:: The exercise ::
Reproduce the records from the very beginning and stop after the line that contains "xmin=45 ymin=225 xmax=84 ymax=293". Change "occluded" to "partially hidden", keep everything else unchanged, and leave out every line after that point.

:: Data records ::

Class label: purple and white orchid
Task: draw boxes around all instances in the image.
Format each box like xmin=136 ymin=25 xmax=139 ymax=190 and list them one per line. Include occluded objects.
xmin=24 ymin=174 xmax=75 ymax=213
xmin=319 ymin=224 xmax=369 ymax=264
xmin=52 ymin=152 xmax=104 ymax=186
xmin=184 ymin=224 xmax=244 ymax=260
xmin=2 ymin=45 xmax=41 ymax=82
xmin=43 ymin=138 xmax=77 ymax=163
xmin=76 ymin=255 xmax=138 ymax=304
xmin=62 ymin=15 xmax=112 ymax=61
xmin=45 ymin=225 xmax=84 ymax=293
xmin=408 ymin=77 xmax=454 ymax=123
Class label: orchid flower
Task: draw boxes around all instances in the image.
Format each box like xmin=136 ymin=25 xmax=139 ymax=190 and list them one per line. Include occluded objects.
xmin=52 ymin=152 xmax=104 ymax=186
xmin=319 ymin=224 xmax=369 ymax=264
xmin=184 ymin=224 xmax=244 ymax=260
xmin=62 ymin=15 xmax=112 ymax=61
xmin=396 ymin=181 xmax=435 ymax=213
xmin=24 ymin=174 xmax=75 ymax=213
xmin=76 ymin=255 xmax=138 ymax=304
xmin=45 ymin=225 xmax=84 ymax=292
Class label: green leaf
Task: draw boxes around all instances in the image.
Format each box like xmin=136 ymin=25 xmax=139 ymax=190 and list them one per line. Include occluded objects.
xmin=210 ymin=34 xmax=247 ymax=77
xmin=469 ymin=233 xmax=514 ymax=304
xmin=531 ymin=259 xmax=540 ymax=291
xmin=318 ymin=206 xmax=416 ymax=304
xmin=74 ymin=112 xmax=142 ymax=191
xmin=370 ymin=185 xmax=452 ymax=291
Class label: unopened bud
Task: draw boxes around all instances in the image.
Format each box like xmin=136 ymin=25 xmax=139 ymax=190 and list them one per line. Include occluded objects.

:: Reply ::
Class label: purple and white orchid
Task: draw boxes around all instances in the image.
Format each box like xmin=136 ymin=25 xmax=139 ymax=190 and list them one per line. Include partially hidden objects.
xmin=24 ymin=174 xmax=75 ymax=213
xmin=319 ymin=224 xmax=369 ymax=264
xmin=52 ymin=152 xmax=104 ymax=186
xmin=184 ymin=224 xmax=244 ymax=260
xmin=2 ymin=45 xmax=41 ymax=82
xmin=43 ymin=138 xmax=77 ymax=163
xmin=76 ymin=255 xmax=138 ymax=304
xmin=62 ymin=15 xmax=112 ymax=61
xmin=45 ymin=225 xmax=84 ymax=293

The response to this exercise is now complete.